**Task to carry out**: Can you render every one of the lines below as a Markdown table with the columns "Row" and "Line", numbering each row and leaving out any blank lines?

--- --- ---

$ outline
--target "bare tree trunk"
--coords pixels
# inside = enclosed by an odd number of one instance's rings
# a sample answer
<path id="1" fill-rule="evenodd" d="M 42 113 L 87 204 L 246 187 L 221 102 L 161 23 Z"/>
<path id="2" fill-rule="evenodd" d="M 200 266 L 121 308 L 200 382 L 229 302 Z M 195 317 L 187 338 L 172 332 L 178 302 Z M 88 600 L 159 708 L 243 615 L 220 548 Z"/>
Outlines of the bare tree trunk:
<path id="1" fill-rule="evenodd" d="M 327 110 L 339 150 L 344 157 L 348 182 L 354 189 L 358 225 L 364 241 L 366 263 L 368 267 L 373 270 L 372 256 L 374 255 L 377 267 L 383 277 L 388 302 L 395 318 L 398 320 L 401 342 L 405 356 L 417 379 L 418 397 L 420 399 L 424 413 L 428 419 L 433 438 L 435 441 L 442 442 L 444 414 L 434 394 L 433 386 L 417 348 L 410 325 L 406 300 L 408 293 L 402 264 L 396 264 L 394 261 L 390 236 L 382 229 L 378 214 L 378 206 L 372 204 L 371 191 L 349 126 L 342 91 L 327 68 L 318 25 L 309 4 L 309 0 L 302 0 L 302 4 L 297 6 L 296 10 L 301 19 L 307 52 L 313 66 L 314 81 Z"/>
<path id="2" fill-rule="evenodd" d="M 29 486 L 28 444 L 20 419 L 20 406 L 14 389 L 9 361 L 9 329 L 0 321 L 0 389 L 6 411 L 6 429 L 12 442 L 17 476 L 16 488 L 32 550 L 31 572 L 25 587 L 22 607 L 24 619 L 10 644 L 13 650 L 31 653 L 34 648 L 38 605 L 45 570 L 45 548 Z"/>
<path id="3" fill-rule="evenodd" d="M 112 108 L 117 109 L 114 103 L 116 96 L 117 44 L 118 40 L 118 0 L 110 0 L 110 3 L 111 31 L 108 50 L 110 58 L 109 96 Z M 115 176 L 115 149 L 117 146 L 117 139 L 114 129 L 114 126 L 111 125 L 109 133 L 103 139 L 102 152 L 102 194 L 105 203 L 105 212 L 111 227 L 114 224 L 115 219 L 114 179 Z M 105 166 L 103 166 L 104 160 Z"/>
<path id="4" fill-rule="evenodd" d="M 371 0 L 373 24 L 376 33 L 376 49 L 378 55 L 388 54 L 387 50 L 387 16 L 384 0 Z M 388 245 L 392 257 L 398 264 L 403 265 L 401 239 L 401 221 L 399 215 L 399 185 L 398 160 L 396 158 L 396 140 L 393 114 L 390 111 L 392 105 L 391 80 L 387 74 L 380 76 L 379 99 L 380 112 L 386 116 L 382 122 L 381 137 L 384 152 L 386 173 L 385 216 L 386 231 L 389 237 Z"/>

--- --- ---

**Complete answer**:
| Row | Line |
|---|---|
| 1 | $ outline |
| 2 | --target "bare tree trunk" |
| 3 | --coords pixels |
| 4 | # inside = enclosed by an odd number of one instance's rings |
| 5 | # a sample answer |
| 6 | <path id="1" fill-rule="evenodd" d="M 42 113 L 87 204 L 246 187 L 221 102 L 161 23 Z"/> |
| 7 | <path id="2" fill-rule="evenodd" d="M 200 266 L 121 308 L 200 382 L 229 302 Z M 195 317 L 187 338 L 172 332 L 178 302 Z M 88 600 L 159 708 L 243 615 L 220 548 Z"/> |
| 8 | Outlines of the bare tree trunk: |
| 9 | <path id="1" fill-rule="evenodd" d="M 327 110 L 339 150 L 344 157 L 348 182 L 354 189 L 358 225 L 364 241 L 366 263 L 368 267 L 373 270 L 372 256 L 374 255 L 377 267 L 383 277 L 388 302 L 395 318 L 398 320 L 401 342 L 405 356 L 417 379 L 418 397 L 420 399 L 424 413 L 428 419 L 433 438 L 435 441 L 442 442 L 444 414 L 434 394 L 433 386 L 417 348 L 410 325 L 406 300 L 408 293 L 402 264 L 396 264 L 394 261 L 390 236 L 382 229 L 378 214 L 378 206 L 372 204 L 371 191 L 349 126 L 342 91 L 327 68 L 318 25 L 309 4 L 309 0 L 302 0 L 302 4 L 297 6 L 296 10 L 301 19 L 307 52 L 313 66 L 314 81 Z"/> |
| 10 | <path id="2" fill-rule="evenodd" d="M 29 486 L 28 444 L 20 419 L 20 406 L 14 389 L 9 361 L 9 329 L 0 321 L 0 389 L 6 411 L 6 429 L 12 442 L 17 476 L 16 488 L 32 550 L 31 572 L 25 587 L 22 607 L 24 619 L 10 644 L 13 650 L 31 653 L 34 648 L 38 605 L 45 570 L 45 548 Z"/> |
| 11 | <path id="3" fill-rule="evenodd" d="M 112 108 L 117 109 L 114 103 L 116 96 L 117 44 L 118 40 L 118 0 L 110 0 L 110 3 L 111 31 L 108 50 L 110 58 L 109 96 Z M 115 176 L 115 149 L 117 146 L 117 139 L 114 129 L 114 126 L 111 125 L 109 133 L 103 139 L 102 152 L 102 194 L 105 203 L 105 212 L 111 227 L 114 224 L 115 219 L 114 179 Z M 105 166 L 103 166 L 104 160 Z"/> |
| 12 | <path id="4" fill-rule="evenodd" d="M 371 0 L 373 24 L 376 33 L 376 49 L 378 55 L 388 54 L 387 50 L 387 16 L 384 0 Z M 388 245 L 392 257 L 398 264 L 403 265 L 401 239 L 401 221 L 399 215 L 399 185 L 398 160 L 396 158 L 396 140 L 393 114 L 390 111 L 392 105 L 391 80 L 387 74 L 380 76 L 379 99 L 380 112 L 386 116 L 382 122 L 381 137 L 384 152 L 386 173 L 385 216 L 386 231 L 389 237 Z"/> |